Items from a box labeling dataset:
(begin)

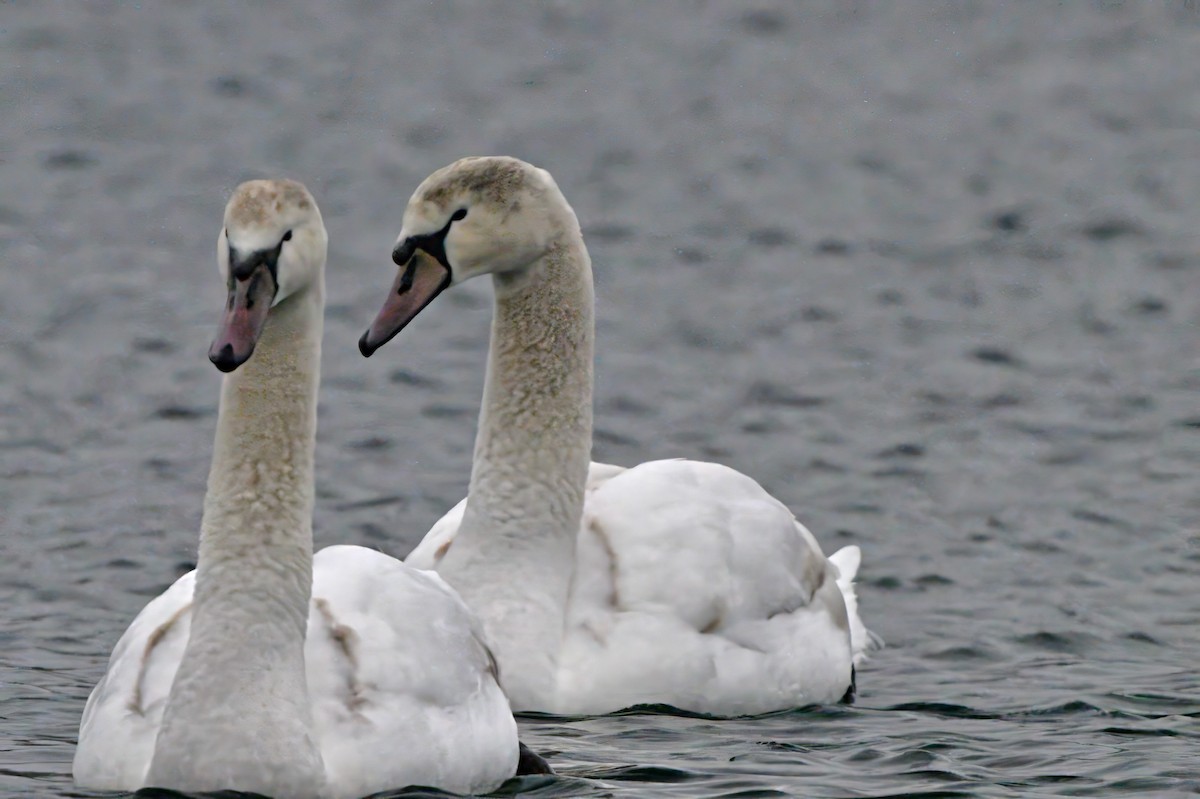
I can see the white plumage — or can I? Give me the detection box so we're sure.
[74,546,517,798]
[360,158,874,715]
[73,181,518,799]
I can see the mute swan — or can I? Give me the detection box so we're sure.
[74,181,517,799]
[359,157,871,715]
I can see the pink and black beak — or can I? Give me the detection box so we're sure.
[359,211,467,358]
[209,242,282,372]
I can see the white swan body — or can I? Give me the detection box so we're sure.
[360,158,871,715]
[73,181,518,799]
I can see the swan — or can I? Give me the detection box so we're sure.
[359,157,874,716]
[73,180,518,799]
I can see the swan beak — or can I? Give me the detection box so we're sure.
[209,262,278,372]
[359,245,450,358]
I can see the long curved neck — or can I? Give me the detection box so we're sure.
[439,215,594,709]
[148,279,324,795]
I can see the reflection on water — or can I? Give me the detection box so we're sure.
[0,1,1200,797]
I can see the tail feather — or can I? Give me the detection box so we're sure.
[829,545,883,665]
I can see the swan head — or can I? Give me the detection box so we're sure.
[209,180,329,372]
[359,156,564,358]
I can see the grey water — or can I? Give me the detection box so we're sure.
[0,0,1200,799]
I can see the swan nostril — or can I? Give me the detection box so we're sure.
[209,344,238,372]
[359,330,379,358]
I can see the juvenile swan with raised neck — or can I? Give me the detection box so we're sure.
[359,157,871,715]
[74,180,517,799]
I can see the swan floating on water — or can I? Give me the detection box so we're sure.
[359,157,872,715]
[73,181,518,799]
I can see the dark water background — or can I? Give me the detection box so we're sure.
[0,0,1200,799]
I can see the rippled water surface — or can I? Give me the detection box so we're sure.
[0,0,1200,798]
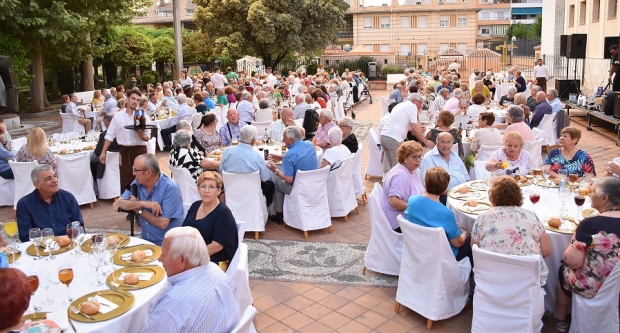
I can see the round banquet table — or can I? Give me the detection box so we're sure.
[446,180,590,311]
[15,237,167,333]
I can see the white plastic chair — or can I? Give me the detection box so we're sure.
[365,127,383,179]
[222,171,268,239]
[56,154,96,208]
[97,151,121,199]
[569,263,620,333]
[283,165,333,238]
[9,161,38,209]
[170,166,200,203]
[471,245,544,333]
[395,215,472,332]
[362,183,403,275]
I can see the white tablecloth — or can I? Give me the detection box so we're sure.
[447,183,590,311]
[16,237,167,333]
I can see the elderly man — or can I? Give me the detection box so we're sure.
[220,125,274,206]
[379,93,434,174]
[267,126,319,224]
[530,91,553,128]
[314,109,337,151]
[112,154,185,245]
[420,132,469,205]
[17,164,84,242]
[237,91,256,124]
[220,109,245,146]
[142,227,240,333]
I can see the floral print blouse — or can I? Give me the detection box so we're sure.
[471,206,549,286]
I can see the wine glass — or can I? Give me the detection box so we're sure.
[58,264,73,304]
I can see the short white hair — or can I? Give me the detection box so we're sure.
[164,227,211,266]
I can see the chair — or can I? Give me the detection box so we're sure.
[395,215,472,332]
[471,245,544,333]
[569,263,620,333]
[327,154,359,222]
[170,166,200,204]
[222,171,268,239]
[362,183,403,275]
[9,161,37,209]
[97,151,121,199]
[283,166,333,238]
[56,154,96,208]
[365,127,383,179]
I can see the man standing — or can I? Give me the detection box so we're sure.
[99,90,151,192]
[112,154,185,245]
[17,164,84,242]
[532,59,549,91]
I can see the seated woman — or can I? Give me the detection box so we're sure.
[486,132,534,175]
[471,176,551,286]
[381,141,424,232]
[545,177,620,332]
[15,127,56,171]
[338,116,359,153]
[543,126,596,177]
[183,171,239,270]
[169,130,220,179]
[404,167,474,267]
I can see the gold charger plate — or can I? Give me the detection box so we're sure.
[105,265,166,290]
[112,244,161,266]
[82,232,130,253]
[67,290,136,323]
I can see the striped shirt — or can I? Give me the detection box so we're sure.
[142,262,240,333]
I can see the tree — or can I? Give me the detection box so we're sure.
[194,0,349,67]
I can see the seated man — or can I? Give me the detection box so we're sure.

(end)

REQUIRED TASK -
Copy out everything above from the line containing "I can see the swan floating" down to the line containing "[0,0,1200,798]", keeping both of those lines.

SOLUTION FOR THIS EXERCISE -
I can see the swan floating on water — or can I? Give me the detection box so we're sure.
[359,157,872,715]
[73,181,518,799]
I can see the dark water background — or can I? Give me the detection box so we're sure.
[0,0,1200,799]
I can see the rippled water surface — or can I? Give me the detection box so we're sure.
[0,0,1200,798]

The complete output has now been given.